» SELECTED EXCERPT
[Date Prev][Date Next][Thread Prev][Thread Next][Date Index][Thread Index]

Re: Abstract Syntax Trees



Oyvind Teig <Oyvind.Teig@xxxxxxxxxxxx>  says,

> I have read the "Java Security" book by McGraw and Felten.
>
> On page 124 they argue that the Java to bytecode translation
> would have been safer had it been done with Abstract Syntax
> Trees (AST).
>
> 1. AST will "replace the need for global dataflow analysis",
> 2. AST also has the "same semantics as the source language
>    they represent."
>
> I gather that SPOC uses AST to translate from Occam to C,
> so this triggered my interest. Does KROC use ASTs?
>
> Does anybody have time to explain a little about ASTs,
> or point me to a somewhat top-level description - and
> perhaps describe point 1 and 2 above?

Abstract Syntax Tree(AST) is the hierarchical representation of
the semantic features of a program based on its abstract syntax.
Abstract syntax deals with only the semantic entities, unlike
the concrete syntax which also describes what kind syntactic
symbols will be used to describe the semantic features.

For example, to assign the variable 'a' with the value 5,
the concrete syntax should tell you whether you have to write
	a = 5		 /*  as in C   */
  OR
    	a := 5		 --  as in occam

The abstract syntax defines only what you do rather than how you do.
Therefore the same abstract syntax may be used for both of the above
assignments. They may be represented in an AST as follows:

		 ASSIGN

		 /    \
		a	5

A typical tree based on the concrete syntax would be:

                  ASSIGN		    ( great fun :)
		/   |	 \
              VAR  OP	EXPRESSION
              /	    |	   \
      IDENTIFIER    |	    LITERAL
            /	    |		\
           a	    =		5

As you see, the AST is the reduced tree from the parse tree where all
the intermediate nodes are eliminated.

Traversing the AST is like browsing through the program. You can
deduct a level of abstract meaning depending on the level of branching
you are standing.

Yes, AST has the "same semantics as the source language they represent."
This is an advantage over the byte-code so that you can quickly establish
the intention of the program at every level. With the byte-code
the purpose of security test would be rather limited to	 whether each
piece of instructions may do harm or not.
In both cases, I am not sure that you can 100% verify for the security.

One drawback is that, the file containing the AST of a program may be
several times larger in size when compared to the size its byte-code.

I can see a another advantage, though it may be a backfire for the
popularity of Java. Who needs Java as long as you end up with an AST
similar to the one which can be produced for a Java program?
You can use your favourite language to describe the same thing,
and the AST will be the common language.  Let everyone program
in their own language in a distributed programming environment all
around the Web and ASTs will be our interpreters to convey our
intentions.

Cheers,
Vedat
--
Vedat Demiralp
Computing Lab.,	  University of Kent,  Canterbury CT2 7NF,   UK
Tel: 44-(0)1227-827684		Fax:  44-(0)1227-762 811
---------------------------------------------------------------

» EXERCISE BRIEF
Reproduce the post on abstract syntax trees word for word, beginning at the words "Abstract syntax deals" and stopping after "the semantic features.". The items after the post on abstract syntax trees are separate material with no connection to it.

(Dataset excerpts on pointing at objects)
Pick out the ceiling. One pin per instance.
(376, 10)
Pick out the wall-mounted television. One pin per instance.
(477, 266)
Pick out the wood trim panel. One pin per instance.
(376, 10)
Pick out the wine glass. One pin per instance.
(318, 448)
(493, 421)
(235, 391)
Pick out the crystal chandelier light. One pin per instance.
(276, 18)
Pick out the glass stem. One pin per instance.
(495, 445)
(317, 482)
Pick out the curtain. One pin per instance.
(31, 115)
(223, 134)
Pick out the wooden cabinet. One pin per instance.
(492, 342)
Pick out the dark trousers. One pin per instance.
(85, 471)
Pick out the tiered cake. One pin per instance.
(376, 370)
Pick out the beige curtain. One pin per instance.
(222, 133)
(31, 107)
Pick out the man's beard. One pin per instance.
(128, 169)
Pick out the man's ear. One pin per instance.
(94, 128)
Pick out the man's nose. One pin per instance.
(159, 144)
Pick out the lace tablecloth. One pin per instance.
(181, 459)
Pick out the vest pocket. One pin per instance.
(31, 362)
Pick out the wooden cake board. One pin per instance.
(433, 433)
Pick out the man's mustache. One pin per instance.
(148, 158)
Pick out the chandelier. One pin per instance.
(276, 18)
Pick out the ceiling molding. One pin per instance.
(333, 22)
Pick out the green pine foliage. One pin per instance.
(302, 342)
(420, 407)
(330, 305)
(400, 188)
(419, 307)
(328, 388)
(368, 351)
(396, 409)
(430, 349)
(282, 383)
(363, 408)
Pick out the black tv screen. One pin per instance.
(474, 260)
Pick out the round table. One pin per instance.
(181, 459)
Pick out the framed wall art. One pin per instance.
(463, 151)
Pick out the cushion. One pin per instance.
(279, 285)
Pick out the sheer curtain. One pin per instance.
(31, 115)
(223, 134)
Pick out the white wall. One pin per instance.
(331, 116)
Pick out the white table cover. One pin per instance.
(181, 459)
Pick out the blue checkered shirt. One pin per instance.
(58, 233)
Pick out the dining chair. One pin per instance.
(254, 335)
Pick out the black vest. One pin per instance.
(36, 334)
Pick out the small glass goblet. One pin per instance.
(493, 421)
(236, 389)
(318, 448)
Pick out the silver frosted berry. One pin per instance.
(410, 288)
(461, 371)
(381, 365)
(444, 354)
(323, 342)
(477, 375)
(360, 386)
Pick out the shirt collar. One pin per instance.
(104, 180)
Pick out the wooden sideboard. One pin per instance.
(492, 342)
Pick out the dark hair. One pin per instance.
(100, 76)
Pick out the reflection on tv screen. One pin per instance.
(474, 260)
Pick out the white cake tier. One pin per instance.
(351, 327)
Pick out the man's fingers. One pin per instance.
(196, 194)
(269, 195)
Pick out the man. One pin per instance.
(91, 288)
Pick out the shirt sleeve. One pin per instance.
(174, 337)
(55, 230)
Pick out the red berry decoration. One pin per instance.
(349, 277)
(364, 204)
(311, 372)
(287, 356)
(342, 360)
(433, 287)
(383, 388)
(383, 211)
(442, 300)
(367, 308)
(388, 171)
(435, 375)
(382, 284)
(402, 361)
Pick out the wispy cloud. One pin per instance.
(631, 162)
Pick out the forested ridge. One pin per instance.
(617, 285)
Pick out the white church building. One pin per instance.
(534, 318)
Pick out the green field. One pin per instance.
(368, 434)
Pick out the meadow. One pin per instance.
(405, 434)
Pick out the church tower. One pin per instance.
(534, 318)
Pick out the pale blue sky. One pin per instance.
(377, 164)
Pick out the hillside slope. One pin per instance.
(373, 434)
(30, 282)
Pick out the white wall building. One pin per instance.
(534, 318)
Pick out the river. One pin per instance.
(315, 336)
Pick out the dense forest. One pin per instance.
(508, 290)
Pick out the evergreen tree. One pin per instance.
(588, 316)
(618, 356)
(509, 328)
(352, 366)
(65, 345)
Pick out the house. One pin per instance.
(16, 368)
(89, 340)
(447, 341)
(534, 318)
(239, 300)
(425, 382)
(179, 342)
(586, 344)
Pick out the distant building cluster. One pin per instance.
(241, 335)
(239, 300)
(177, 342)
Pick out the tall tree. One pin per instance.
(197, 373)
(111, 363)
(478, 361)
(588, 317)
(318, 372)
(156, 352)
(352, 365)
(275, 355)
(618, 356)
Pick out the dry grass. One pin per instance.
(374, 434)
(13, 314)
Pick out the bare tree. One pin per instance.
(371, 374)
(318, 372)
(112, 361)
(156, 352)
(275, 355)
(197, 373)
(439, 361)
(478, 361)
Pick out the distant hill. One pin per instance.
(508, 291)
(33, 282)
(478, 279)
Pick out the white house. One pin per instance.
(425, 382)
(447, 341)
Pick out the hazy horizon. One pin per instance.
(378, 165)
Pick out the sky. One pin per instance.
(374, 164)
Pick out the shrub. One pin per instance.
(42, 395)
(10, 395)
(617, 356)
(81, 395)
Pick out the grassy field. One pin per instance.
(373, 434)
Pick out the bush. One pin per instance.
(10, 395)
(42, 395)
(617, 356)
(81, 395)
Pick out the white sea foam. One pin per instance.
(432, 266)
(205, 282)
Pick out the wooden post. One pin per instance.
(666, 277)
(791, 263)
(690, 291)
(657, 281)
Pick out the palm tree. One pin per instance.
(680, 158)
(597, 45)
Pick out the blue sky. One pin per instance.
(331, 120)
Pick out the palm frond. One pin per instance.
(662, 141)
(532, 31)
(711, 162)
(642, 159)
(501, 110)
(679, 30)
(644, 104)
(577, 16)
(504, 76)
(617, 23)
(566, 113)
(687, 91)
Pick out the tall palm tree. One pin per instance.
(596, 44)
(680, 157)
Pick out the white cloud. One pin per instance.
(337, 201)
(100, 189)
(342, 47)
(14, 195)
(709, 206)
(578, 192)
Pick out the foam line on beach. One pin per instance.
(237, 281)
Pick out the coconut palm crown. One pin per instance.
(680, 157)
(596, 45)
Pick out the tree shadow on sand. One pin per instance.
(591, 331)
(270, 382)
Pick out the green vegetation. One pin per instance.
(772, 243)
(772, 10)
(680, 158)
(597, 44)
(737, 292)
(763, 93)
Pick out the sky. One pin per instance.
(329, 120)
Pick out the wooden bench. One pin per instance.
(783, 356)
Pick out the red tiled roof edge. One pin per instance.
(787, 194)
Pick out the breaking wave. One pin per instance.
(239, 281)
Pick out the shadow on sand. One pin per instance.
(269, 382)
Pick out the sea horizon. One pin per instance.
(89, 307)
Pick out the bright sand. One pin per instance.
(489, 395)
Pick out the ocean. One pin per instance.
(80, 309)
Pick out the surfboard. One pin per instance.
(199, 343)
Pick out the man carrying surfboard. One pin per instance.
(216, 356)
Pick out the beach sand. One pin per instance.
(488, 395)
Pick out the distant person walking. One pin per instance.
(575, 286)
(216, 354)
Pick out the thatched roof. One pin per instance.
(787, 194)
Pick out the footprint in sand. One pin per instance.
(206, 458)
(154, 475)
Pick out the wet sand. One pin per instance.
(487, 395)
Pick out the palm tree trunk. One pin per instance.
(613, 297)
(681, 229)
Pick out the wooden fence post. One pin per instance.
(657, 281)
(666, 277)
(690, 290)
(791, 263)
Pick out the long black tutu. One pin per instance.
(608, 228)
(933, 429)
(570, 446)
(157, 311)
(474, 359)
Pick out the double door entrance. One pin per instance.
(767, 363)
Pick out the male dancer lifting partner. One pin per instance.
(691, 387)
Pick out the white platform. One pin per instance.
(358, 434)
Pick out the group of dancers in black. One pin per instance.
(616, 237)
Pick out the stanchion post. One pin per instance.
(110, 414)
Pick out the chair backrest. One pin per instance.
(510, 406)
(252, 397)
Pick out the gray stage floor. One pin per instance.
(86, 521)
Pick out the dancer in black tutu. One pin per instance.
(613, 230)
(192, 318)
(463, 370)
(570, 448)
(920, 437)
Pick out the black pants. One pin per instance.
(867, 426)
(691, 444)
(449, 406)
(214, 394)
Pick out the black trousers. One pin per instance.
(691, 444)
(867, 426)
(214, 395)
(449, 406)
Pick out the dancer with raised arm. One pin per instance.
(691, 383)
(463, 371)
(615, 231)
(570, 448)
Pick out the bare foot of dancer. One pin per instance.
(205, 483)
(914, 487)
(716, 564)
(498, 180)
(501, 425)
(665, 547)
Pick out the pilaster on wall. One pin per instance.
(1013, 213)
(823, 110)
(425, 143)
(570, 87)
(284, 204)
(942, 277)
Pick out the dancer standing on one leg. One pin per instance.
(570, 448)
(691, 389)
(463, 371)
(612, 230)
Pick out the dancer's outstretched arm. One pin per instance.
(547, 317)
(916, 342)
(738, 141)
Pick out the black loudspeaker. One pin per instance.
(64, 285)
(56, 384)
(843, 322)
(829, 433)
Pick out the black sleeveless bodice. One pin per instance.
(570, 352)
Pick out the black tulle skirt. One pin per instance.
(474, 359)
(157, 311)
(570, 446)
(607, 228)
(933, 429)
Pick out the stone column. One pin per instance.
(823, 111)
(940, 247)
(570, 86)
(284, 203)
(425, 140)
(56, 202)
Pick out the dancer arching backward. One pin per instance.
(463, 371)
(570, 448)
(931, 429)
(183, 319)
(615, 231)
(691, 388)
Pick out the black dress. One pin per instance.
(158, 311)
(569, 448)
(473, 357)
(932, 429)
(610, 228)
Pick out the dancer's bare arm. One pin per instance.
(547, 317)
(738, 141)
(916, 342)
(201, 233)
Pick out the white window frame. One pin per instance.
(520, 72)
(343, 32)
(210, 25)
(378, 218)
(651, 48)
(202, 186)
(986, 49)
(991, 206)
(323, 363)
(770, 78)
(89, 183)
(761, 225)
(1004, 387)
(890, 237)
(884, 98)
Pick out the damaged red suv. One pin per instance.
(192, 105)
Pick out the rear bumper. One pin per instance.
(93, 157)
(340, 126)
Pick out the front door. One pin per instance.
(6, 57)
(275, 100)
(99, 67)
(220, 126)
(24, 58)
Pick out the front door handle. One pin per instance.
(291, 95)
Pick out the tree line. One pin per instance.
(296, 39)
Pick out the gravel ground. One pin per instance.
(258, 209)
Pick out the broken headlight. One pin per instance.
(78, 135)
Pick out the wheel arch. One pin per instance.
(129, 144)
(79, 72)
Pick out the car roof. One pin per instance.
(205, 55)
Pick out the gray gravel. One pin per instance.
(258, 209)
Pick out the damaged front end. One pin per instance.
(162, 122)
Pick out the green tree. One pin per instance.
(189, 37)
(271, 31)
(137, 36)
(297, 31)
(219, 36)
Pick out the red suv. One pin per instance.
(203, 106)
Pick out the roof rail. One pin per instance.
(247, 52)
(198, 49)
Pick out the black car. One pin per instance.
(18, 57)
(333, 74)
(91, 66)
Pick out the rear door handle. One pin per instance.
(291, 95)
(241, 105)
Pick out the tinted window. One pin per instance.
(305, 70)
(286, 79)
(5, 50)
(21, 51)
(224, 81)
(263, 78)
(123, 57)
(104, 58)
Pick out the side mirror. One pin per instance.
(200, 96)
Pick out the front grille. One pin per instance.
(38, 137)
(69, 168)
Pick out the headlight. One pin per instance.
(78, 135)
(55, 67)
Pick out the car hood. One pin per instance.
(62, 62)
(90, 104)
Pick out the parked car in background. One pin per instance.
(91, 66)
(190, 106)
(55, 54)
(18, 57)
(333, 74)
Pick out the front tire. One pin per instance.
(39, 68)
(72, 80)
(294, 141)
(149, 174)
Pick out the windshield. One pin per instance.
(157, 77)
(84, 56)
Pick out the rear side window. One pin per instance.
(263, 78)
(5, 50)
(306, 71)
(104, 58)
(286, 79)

» EXPECTED OUTPUT
Abstract syntax deals with only the semantic entities, unlike
the concrete syntax which also describes what kind syntactic
symbols will be used to describe the semantic features.